Should Win I’d be the most happy with Social Network, Black Swan, or The Kids Are All Right.  There’s no real Blind Side this year, but The King’s Speech is the least deserving… and it’s also one of the front-runners.
Will Win: The Social Network has a real shot, but so does The King’s Speech. Many have already handed it to King George, but I’m leaning toward King Zuckerberg.
Snubbed: There’s really no Blind Side this year among the nominees. However, over The King’s Speech I would’ve nominated The Ghost Writer, Enter the Void, White Material, Exit Through the Gift Shop, Splice or I Am Love.


Best Director

Tom Hooper- The King’s Speech
Darren Aronofsky- Black Swan
Joel & Ethan Coen- True Grit
David Fincher- The Social Network
David O. Russell- The Fighter

Should Win: Aronofsky.  His direction on Black Swan was the best thing about the movie, which is saying a lot.  Fincher is also great, but so many other elements of Social Network would’ve worked on their own if not as well.  You can’t really say that about Black Swan.

(Position identification records)
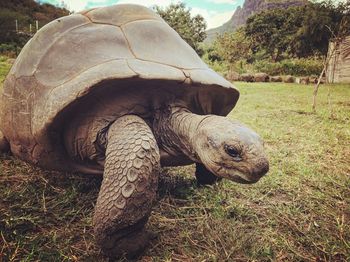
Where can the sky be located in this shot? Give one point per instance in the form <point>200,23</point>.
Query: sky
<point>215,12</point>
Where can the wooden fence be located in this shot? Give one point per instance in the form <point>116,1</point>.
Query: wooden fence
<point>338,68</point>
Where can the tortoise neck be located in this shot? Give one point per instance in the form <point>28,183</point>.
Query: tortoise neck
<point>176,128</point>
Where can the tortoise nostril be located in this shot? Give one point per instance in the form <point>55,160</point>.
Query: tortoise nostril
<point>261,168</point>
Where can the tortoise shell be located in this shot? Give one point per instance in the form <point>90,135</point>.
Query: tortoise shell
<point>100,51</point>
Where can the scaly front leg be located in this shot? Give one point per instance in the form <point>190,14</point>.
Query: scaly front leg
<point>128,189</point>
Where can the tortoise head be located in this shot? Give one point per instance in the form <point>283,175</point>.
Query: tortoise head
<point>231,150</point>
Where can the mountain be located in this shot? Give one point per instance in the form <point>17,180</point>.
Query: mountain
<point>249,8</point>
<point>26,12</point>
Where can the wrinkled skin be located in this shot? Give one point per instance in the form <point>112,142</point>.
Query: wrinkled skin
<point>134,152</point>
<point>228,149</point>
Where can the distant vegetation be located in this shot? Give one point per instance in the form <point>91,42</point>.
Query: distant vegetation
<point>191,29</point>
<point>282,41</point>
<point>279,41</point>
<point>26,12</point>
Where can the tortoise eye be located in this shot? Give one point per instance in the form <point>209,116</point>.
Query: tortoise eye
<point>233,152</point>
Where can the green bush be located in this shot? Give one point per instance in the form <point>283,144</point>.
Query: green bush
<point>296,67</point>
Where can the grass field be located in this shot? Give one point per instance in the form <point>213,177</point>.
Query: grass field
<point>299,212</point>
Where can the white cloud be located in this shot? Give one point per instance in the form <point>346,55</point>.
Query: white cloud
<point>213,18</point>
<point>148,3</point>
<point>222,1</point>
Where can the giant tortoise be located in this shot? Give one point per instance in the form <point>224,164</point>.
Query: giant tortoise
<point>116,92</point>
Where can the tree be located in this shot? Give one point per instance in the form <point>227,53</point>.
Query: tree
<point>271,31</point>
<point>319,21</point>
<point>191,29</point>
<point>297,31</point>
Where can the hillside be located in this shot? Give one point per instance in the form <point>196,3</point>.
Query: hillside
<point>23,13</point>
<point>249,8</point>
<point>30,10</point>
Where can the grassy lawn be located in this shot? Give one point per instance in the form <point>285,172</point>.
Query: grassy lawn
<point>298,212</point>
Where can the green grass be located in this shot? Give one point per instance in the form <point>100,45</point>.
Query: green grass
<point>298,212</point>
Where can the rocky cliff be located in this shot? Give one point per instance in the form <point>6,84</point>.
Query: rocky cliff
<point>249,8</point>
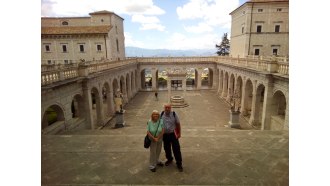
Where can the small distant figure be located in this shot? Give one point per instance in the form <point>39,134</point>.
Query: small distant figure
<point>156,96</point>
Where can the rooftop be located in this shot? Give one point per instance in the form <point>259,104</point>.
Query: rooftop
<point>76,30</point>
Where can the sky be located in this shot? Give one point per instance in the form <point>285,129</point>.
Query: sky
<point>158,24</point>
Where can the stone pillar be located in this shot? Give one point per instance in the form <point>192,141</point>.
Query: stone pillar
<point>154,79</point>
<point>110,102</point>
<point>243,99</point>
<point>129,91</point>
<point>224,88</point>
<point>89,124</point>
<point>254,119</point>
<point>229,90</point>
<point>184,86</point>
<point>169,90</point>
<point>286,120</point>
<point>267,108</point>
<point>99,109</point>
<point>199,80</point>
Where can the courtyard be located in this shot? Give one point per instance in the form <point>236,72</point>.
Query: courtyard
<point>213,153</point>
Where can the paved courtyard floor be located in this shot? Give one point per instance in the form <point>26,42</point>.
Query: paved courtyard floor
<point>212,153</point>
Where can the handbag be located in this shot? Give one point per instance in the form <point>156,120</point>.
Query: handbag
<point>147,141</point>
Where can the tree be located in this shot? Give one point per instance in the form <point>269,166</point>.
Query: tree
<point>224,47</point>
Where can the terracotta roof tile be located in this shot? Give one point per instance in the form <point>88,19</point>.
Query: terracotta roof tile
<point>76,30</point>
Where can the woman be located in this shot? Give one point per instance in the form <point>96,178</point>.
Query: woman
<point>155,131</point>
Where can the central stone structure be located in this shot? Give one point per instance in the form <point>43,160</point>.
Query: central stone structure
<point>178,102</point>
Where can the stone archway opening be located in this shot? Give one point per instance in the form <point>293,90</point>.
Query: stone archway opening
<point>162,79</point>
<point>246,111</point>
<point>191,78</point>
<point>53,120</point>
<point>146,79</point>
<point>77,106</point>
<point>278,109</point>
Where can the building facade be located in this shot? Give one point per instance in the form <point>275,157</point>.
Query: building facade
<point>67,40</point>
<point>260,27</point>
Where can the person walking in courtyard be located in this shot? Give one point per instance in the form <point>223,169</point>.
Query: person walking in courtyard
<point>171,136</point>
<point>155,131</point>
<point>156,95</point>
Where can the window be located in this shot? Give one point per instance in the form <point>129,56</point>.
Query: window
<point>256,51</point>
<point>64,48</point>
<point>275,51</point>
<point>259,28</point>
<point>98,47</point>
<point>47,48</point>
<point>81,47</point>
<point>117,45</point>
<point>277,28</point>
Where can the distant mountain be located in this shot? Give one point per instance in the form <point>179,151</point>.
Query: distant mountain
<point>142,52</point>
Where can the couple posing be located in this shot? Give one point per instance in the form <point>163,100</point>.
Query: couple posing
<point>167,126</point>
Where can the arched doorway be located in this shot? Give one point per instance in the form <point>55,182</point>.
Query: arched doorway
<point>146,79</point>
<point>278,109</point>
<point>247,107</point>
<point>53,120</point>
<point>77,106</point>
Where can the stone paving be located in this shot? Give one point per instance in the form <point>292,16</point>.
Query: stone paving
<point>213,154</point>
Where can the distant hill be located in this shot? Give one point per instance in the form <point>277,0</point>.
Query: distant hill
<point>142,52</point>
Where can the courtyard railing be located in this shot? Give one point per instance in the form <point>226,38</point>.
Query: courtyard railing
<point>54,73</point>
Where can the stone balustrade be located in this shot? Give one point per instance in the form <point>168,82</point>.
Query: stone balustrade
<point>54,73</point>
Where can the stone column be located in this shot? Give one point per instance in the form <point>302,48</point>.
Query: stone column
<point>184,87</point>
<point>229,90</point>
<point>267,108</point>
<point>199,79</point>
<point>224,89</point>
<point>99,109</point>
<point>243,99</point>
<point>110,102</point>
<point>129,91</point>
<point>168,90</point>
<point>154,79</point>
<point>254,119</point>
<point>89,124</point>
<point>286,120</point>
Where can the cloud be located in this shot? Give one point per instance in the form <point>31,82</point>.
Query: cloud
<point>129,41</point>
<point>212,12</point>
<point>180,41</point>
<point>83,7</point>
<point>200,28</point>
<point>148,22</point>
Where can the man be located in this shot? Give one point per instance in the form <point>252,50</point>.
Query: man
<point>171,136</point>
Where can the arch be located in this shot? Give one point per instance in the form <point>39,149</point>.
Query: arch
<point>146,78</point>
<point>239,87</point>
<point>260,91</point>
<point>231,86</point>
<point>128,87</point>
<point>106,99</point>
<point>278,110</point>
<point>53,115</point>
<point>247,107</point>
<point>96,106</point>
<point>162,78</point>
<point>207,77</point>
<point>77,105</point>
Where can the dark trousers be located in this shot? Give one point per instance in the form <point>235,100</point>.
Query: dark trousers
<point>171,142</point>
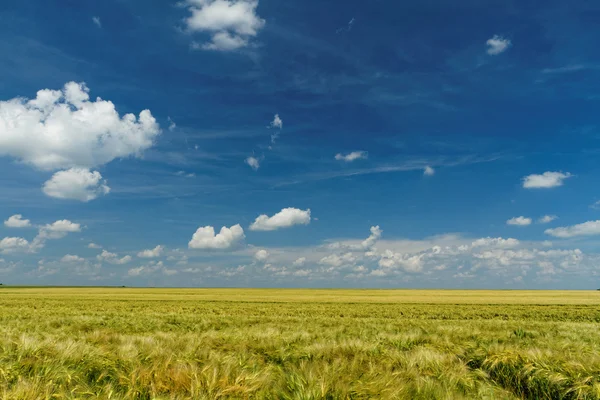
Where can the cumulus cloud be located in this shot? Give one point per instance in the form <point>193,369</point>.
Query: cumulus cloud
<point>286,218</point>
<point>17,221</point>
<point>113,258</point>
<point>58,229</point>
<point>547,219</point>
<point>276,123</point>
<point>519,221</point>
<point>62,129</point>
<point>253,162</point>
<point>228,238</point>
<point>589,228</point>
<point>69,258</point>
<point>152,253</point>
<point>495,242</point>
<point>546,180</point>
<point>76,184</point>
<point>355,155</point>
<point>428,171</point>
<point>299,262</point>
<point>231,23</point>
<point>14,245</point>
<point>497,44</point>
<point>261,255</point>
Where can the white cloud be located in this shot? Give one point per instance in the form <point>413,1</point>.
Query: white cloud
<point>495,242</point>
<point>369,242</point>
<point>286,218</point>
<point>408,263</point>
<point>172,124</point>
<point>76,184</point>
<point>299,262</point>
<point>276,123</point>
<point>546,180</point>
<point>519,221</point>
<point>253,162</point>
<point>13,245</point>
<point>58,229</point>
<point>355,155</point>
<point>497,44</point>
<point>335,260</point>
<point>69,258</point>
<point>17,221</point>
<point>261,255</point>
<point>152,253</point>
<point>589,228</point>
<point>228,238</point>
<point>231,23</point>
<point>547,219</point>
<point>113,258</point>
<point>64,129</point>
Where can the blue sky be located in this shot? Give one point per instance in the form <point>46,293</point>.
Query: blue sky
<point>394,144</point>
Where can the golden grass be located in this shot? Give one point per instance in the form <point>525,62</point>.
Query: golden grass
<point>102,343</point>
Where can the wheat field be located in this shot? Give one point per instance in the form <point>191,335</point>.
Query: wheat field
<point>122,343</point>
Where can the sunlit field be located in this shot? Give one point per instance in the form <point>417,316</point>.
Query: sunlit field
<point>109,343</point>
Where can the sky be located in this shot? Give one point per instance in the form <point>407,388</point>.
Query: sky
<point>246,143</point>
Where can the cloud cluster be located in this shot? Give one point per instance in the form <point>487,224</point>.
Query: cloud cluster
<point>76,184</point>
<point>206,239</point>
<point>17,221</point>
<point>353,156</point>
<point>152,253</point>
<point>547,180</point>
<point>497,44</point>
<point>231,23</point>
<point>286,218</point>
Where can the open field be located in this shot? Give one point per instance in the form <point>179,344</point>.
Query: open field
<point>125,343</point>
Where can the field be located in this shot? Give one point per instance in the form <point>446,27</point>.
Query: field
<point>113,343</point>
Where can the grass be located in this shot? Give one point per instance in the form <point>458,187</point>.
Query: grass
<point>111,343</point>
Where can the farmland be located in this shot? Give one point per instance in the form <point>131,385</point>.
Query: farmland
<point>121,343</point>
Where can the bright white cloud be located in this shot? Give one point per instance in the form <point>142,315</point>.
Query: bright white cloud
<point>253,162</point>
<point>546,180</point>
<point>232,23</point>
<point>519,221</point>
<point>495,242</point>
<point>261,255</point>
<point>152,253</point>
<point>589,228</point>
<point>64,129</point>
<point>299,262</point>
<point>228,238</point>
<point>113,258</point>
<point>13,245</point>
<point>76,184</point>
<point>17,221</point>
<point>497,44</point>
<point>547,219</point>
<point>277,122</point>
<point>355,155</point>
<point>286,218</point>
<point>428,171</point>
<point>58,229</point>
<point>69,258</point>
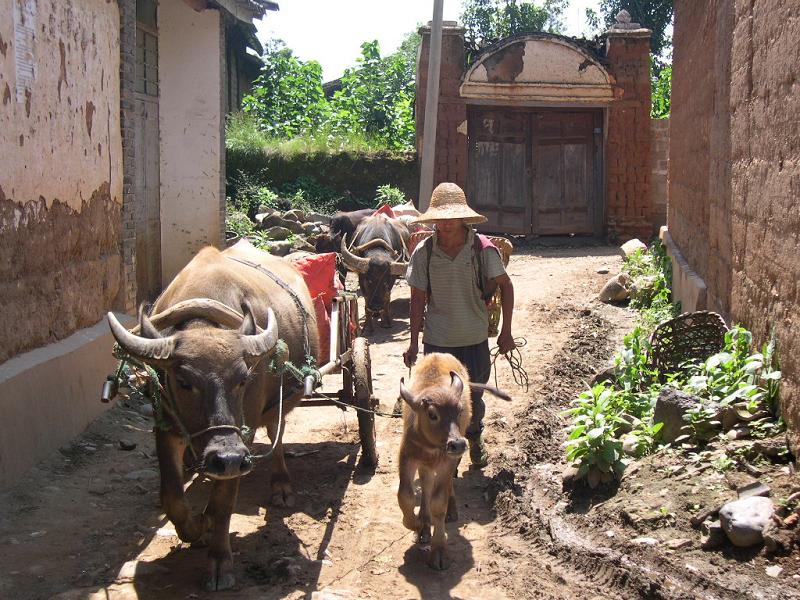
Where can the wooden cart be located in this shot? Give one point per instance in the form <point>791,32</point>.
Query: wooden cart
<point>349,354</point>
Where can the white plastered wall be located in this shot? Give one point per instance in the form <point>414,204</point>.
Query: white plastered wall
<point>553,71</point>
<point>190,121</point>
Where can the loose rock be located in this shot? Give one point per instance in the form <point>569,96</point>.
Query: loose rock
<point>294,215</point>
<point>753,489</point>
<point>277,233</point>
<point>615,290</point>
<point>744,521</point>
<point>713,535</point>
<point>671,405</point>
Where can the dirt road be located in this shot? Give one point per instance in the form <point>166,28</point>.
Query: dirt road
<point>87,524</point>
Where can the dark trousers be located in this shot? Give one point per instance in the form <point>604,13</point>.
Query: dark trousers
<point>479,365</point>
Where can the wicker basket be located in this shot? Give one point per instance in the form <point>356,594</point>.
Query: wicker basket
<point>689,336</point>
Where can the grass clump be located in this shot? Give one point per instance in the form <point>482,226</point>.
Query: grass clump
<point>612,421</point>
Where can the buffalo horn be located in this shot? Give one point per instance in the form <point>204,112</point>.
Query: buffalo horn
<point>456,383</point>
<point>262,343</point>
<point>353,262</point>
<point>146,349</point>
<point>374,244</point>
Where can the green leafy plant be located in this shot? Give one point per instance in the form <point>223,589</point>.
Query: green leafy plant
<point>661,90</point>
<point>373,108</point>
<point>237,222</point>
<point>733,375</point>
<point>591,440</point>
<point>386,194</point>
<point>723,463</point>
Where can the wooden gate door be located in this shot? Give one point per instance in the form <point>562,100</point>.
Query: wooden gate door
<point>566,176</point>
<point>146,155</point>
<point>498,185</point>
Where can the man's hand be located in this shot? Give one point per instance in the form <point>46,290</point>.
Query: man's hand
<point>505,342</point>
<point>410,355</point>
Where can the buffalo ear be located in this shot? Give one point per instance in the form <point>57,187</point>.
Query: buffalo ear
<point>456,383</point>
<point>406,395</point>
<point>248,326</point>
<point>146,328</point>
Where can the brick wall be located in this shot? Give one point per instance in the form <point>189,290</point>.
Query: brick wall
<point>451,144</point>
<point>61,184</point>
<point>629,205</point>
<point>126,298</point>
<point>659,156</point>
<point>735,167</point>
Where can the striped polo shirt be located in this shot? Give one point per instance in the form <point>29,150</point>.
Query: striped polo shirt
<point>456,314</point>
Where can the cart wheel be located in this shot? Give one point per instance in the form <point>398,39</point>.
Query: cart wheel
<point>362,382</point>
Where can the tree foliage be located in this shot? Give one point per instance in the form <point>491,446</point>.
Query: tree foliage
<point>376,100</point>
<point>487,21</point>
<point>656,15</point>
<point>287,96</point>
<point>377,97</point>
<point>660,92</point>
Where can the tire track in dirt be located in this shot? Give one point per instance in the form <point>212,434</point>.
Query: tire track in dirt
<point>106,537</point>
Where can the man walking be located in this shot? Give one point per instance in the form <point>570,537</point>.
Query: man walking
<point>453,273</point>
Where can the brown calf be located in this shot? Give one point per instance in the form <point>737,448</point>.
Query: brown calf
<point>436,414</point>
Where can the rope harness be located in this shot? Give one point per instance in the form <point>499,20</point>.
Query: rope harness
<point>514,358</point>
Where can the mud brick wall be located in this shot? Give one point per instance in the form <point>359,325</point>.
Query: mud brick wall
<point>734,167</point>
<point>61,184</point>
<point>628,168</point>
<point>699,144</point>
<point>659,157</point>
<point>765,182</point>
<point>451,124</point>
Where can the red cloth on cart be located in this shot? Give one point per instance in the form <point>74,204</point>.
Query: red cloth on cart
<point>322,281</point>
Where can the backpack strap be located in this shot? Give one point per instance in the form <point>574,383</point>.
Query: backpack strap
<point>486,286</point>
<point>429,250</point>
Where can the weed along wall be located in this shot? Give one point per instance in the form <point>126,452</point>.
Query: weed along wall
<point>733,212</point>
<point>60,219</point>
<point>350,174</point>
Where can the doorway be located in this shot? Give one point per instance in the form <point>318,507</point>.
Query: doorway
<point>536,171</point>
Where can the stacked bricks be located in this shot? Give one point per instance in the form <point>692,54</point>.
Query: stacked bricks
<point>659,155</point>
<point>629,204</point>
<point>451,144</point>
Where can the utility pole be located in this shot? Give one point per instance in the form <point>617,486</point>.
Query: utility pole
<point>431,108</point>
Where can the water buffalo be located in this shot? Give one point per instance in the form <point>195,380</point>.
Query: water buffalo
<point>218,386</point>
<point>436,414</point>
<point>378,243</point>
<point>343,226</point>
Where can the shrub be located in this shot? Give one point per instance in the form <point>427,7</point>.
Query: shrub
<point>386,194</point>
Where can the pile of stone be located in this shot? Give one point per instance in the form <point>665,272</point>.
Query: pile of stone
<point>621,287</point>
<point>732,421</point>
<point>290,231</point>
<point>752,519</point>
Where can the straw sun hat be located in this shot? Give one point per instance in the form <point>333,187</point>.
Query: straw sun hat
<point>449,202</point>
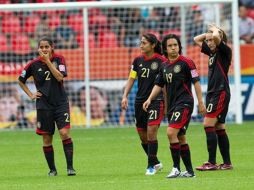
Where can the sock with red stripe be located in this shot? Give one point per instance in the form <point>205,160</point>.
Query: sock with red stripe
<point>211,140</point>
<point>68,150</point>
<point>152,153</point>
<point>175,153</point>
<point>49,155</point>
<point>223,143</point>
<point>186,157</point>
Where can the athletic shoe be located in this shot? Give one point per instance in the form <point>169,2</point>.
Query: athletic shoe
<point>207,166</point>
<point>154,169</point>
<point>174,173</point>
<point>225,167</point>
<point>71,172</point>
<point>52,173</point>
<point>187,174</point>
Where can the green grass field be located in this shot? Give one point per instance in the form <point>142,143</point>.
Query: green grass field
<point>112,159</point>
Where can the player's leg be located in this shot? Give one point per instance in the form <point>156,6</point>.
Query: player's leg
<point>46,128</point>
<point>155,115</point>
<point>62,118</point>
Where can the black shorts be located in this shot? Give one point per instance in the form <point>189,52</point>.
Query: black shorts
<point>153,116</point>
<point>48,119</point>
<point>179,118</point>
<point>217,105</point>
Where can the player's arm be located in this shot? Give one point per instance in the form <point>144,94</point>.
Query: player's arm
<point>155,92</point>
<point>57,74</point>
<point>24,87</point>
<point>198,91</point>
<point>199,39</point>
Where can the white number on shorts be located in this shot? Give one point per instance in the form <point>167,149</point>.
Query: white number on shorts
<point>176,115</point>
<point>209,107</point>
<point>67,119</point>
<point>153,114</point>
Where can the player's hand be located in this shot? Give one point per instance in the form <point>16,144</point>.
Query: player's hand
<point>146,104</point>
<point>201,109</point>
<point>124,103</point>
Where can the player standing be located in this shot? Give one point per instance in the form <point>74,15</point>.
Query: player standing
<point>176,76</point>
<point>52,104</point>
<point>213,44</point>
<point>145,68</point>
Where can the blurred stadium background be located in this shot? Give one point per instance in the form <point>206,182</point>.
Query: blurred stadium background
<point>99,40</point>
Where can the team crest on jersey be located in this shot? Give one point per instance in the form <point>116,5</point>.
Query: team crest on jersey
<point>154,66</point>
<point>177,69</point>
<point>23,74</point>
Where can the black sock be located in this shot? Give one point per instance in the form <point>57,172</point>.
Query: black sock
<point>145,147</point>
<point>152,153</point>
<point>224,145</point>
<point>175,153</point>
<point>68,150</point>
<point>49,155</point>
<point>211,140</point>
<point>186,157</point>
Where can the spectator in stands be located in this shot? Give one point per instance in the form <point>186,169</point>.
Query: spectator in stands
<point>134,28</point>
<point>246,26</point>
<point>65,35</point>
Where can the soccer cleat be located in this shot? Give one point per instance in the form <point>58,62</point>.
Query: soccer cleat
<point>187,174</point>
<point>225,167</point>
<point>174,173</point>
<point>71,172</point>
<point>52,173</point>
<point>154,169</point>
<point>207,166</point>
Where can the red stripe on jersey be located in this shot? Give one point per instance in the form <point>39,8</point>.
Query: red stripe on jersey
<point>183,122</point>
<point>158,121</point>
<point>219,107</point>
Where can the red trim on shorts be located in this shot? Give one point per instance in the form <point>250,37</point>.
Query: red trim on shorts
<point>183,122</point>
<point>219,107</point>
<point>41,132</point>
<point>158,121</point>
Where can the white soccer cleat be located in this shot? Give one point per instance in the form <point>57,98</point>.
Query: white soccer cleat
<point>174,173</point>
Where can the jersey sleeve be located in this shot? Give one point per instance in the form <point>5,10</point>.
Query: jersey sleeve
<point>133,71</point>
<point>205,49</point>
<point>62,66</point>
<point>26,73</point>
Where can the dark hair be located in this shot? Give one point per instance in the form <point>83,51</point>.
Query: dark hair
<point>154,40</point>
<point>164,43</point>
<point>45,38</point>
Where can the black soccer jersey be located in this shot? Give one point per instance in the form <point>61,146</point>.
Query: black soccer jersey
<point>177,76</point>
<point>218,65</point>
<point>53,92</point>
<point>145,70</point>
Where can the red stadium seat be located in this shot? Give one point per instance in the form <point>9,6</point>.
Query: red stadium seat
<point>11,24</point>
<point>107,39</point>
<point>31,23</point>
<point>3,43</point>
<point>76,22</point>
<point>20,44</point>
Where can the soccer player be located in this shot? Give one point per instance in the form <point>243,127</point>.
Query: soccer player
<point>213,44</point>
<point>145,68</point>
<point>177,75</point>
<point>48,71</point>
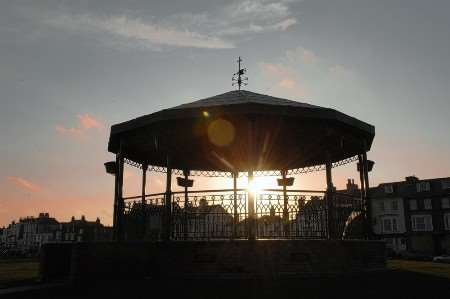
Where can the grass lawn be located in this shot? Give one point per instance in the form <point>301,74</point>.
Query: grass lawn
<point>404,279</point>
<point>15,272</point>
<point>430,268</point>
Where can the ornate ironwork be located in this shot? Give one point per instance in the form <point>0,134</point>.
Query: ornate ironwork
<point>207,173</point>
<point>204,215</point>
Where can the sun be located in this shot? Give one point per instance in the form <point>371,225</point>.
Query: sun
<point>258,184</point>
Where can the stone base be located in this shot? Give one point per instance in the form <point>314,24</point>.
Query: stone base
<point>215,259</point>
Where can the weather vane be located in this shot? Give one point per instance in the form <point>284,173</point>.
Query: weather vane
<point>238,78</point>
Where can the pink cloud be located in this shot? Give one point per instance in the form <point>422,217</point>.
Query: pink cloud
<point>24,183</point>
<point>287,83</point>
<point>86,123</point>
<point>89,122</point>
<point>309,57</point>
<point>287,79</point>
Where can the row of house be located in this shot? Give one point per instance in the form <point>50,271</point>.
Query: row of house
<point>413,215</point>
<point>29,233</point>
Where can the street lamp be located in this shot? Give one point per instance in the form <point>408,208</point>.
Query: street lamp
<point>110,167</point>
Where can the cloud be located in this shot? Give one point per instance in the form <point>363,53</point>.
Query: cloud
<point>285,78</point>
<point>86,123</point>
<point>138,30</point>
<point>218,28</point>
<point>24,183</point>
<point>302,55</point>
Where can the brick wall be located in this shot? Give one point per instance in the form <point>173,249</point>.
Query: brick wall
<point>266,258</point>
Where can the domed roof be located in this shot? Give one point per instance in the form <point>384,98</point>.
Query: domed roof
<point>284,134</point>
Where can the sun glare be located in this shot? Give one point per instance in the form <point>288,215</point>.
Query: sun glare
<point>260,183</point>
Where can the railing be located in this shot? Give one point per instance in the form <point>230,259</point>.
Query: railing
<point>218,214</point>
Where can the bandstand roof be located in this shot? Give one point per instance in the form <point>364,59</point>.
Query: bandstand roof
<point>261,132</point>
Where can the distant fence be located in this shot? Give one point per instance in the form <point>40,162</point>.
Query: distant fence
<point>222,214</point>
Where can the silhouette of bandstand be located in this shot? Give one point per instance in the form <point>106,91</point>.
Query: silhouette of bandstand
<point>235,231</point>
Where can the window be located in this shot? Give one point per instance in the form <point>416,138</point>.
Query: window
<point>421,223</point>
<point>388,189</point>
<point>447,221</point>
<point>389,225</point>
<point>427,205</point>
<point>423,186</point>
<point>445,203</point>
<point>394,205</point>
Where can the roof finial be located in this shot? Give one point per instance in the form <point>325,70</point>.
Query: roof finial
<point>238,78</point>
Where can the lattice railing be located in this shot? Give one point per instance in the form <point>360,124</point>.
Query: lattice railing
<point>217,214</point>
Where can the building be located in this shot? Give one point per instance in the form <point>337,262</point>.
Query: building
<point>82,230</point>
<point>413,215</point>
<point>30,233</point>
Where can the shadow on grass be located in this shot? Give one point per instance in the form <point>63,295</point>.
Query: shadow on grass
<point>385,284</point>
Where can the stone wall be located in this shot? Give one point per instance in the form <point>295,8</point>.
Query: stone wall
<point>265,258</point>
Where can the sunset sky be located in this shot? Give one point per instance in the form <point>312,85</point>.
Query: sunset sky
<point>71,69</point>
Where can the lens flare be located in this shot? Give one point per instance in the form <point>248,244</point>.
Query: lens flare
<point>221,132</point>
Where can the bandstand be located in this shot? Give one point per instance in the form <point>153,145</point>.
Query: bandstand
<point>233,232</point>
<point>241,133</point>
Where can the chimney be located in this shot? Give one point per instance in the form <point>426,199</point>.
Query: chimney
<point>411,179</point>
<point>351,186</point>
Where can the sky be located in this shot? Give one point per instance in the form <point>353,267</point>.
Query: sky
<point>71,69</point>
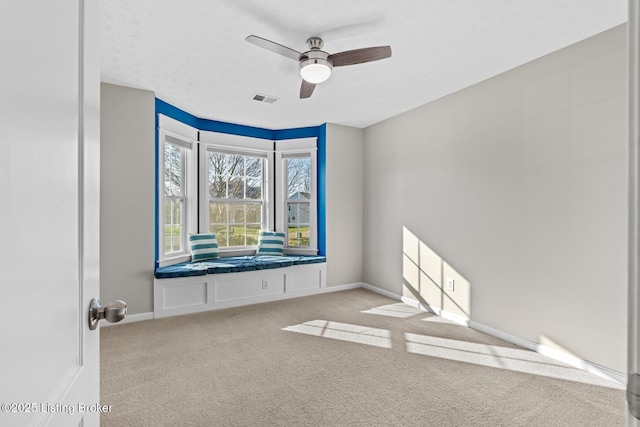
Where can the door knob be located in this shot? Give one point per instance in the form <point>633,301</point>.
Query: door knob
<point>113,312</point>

### [Exercise requirements]
1. According to the awards commentary, which director should win Best Director?
2. Resize the records in the stretch from the line containing "Where can the black soccer" through the line containing "<point>215,259</point>", both ends included. Reproduce those lines with their requests, multiply every point coordinate in the answers by 1.85, and round to whole numbers with halves going up. Leave the pictures out.

### [Exercise results]
1. Darren Aronofsky, for Black Swan.

2.
Where can the black soccer jersey be located in this shot? Give one point per instance in the form <point>61,146</point>.
Query: black soccer jersey
<point>327,141</point>
<point>403,120</point>
<point>98,170</point>
<point>268,130</point>
Where can the red stadium seat be located in this shot? Give one point per instance in the form <point>9,6</point>.
Query: red stadium seat
<point>20,44</point>
<point>198,72</point>
<point>57,43</point>
<point>6,80</point>
<point>141,41</point>
<point>37,81</point>
Where can the soccer player be located in this shot? Give one point per instance in the form <point>243,127</point>.
Query: soccer player
<point>394,81</point>
<point>268,126</point>
<point>327,139</point>
<point>89,131</point>
Where can the grass lawn be located in this shot? Give one point per instance in the form <point>301,74</point>.
Query: grass lawn
<point>747,516</point>
<point>28,503</point>
<point>796,496</point>
Where can the ornate ironwork be located in this shot? Give one point per instance in the form <point>0,134</point>.
Query: ornate ironwork
<point>383,320</point>
<point>377,398</point>
Where can the sun be located in this shot? Give one point per instance in the form <point>371,225</point>.
Query: sun
<point>477,340</point>
Where can the stone base be located in this shot? Give one point per instance in the form <point>314,24</point>.
Query: stone base
<point>398,479</point>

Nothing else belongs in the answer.